■ Task instructions ■
Please rewrite the lines below, starting with the line that contains "Task: tag the black and" and going on through the final line. Increase each answer coordinate by 113, and keep the requests and their sample coordinates unchanged.

■ Given records ■
===
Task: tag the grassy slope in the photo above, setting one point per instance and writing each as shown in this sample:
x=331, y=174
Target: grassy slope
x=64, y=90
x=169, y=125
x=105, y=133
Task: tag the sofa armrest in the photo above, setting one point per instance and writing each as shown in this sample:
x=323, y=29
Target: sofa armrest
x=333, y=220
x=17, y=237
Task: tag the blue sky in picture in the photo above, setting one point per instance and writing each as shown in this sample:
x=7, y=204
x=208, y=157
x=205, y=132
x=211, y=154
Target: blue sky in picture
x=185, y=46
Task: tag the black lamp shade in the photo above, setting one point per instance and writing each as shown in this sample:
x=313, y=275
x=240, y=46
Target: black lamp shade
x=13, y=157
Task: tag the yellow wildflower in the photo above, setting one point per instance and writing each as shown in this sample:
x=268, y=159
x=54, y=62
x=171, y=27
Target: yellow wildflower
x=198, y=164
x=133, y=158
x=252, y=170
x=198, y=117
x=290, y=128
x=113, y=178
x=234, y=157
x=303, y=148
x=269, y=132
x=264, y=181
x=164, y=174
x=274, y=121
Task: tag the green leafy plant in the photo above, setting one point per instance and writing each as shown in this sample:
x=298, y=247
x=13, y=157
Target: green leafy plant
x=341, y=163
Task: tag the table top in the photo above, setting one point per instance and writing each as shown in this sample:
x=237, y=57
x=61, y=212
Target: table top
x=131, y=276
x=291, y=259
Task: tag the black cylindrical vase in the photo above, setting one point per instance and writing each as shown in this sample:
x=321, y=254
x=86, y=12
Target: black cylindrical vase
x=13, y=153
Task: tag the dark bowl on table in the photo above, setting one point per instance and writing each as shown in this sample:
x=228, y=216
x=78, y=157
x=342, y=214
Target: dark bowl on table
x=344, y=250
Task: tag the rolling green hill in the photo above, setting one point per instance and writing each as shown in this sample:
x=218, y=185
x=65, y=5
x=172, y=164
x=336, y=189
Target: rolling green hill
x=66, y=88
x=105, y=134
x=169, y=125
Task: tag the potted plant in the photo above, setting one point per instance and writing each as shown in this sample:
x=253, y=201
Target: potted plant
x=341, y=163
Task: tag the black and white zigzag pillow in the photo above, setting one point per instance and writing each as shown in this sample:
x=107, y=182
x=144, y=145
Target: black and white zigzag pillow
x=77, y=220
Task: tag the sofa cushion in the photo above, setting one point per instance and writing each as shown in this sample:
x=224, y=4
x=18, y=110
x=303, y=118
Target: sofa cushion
===
■ Task solution ■
Task: tag the black and white zigzag pillow in the photo above, setting one point per instance and writing each as shown in this sample:
x=107, y=182
x=144, y=145
Target: black and white zigzag pillow
x=190, y=333
Task: tag the sofa cushion in the photo above, setting one point per instance and writing each as shown in this sample:
x=224, y=4
x=18, y=110
x=303, y=118
Target: sofa cushion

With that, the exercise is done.